◆ Records:

---------------

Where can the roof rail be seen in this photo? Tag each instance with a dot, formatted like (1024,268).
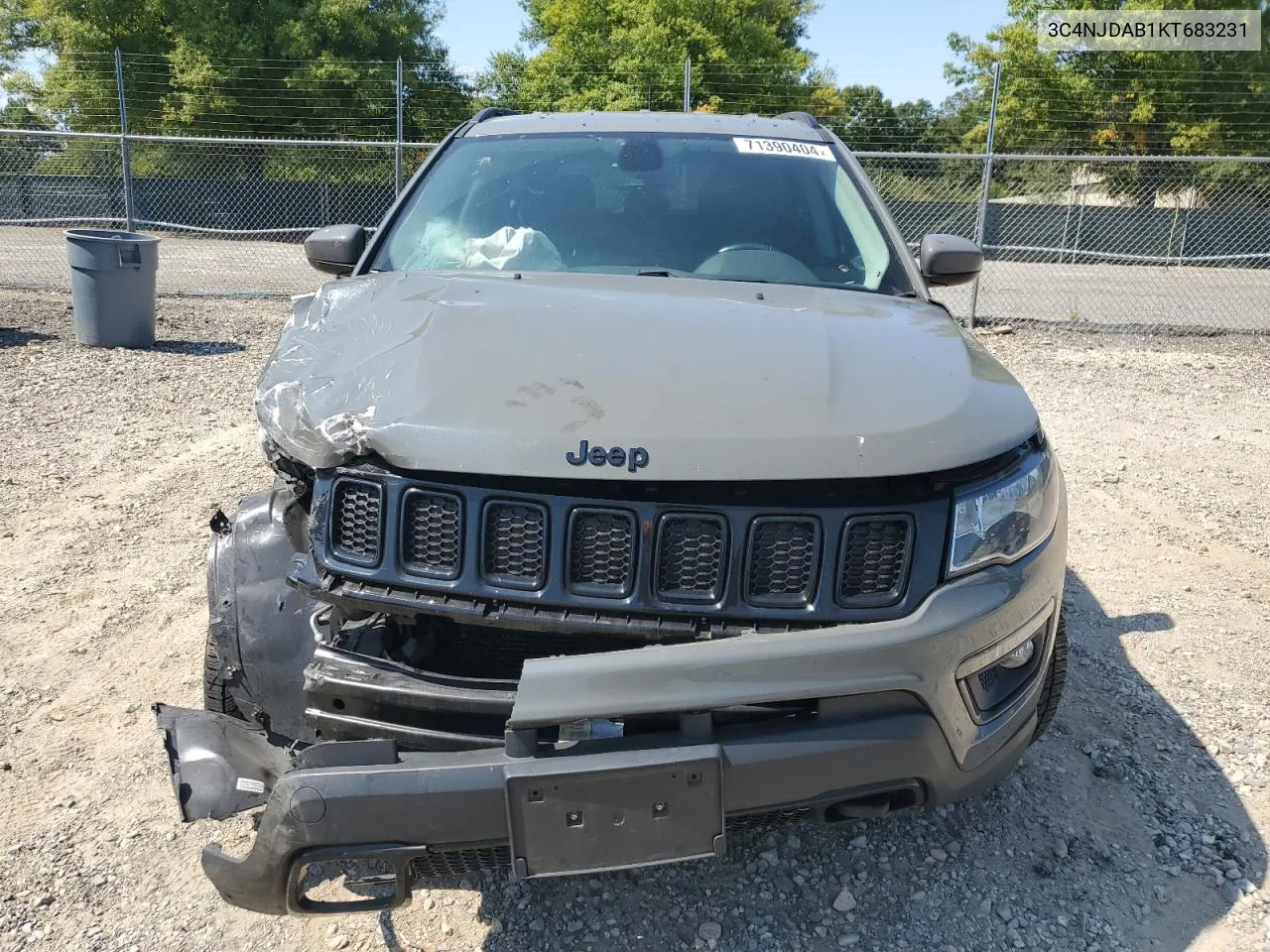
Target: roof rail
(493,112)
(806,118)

---------------

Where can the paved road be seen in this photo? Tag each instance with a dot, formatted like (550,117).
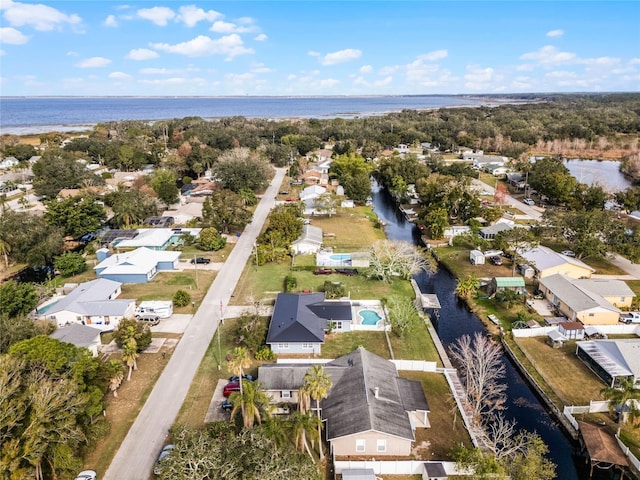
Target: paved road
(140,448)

---------------

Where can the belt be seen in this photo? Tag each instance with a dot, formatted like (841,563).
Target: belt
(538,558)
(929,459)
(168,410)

---------------

◆ Your task: In the listing, return each line containing the string "this".

◆ Answer to the problem:
Where can the roof rail be seen in this photo? Tag each instance with a dot, formatted like (1024,268).
Where can the paved road be seen in this photo? Tag each instance with a dot, formatted like (550,117).
Where can the belt be seen in this photo? Tag each instance with a dot, formatted like (841,563).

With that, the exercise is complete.